» **Source material**

____________

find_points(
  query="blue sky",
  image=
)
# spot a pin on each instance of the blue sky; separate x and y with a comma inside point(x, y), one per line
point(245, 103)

____________

Render every line of the listing as a numbered list, leaving out any blank lines.

1. find_points(
2.   query="blue sky",
3.   image=
4. )
5. # spot a pin on each instance of the blue sky; separate x and y with a comma inside point(x, y), one per line
6. point(245, 103)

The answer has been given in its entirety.